**Exercise description**
Please return every line of the records below that holds the word "convertible".

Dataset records
**********

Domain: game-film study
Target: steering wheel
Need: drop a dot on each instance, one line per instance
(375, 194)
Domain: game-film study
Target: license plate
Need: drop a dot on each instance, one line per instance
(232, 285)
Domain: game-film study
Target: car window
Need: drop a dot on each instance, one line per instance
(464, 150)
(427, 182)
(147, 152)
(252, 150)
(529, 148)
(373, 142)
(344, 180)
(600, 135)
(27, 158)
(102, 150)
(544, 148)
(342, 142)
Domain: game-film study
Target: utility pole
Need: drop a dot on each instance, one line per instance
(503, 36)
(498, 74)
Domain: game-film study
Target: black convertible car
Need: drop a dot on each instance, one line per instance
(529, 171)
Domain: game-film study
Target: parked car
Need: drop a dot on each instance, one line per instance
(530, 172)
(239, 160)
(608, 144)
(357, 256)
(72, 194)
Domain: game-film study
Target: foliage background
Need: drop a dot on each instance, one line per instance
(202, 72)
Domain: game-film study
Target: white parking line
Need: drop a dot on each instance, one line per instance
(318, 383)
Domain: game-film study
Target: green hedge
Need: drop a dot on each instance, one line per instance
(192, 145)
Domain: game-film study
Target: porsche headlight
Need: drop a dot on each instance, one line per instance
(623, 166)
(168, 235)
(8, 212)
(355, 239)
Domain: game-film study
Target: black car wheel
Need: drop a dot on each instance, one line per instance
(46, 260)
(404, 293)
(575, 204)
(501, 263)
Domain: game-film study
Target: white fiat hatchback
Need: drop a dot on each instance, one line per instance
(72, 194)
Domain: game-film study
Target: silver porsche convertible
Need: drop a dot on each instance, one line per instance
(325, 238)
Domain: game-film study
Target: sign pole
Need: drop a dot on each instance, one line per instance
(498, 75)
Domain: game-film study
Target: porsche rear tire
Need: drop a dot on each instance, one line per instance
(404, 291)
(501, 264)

**********

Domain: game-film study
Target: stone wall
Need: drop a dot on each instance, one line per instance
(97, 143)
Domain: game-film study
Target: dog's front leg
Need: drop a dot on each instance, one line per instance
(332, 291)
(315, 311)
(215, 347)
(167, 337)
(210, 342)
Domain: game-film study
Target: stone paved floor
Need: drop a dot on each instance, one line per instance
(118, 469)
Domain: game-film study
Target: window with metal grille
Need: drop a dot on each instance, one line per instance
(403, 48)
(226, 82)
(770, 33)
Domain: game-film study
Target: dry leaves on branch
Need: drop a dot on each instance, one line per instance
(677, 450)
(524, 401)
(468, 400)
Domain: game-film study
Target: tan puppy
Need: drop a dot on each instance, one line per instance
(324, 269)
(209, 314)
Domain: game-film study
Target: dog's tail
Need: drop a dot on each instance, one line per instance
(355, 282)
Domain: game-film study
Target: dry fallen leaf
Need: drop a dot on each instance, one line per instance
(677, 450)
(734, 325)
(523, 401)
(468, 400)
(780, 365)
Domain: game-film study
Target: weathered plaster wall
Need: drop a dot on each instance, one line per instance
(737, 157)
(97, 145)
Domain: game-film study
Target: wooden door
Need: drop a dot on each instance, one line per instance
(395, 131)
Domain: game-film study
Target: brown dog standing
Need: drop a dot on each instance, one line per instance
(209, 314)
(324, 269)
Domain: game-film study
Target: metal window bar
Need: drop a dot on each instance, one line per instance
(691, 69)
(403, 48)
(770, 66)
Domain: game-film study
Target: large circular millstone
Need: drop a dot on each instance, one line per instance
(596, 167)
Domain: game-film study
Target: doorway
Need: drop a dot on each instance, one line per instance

**********

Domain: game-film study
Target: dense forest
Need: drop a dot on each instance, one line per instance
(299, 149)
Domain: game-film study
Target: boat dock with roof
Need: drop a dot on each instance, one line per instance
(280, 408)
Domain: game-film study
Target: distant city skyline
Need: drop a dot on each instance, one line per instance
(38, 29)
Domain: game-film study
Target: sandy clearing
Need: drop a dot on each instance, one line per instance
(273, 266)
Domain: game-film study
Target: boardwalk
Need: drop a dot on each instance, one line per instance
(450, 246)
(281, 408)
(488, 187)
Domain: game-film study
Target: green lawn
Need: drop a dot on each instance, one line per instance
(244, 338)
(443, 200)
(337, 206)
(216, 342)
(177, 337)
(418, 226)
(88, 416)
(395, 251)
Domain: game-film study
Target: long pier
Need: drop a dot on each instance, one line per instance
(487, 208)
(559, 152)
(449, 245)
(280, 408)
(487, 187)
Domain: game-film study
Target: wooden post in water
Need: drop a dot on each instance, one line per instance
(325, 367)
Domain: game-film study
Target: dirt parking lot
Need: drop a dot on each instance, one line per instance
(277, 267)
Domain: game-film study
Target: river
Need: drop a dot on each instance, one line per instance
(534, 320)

**********

**Exercise result**
Target: black convertible car
Target: silver porsche convertible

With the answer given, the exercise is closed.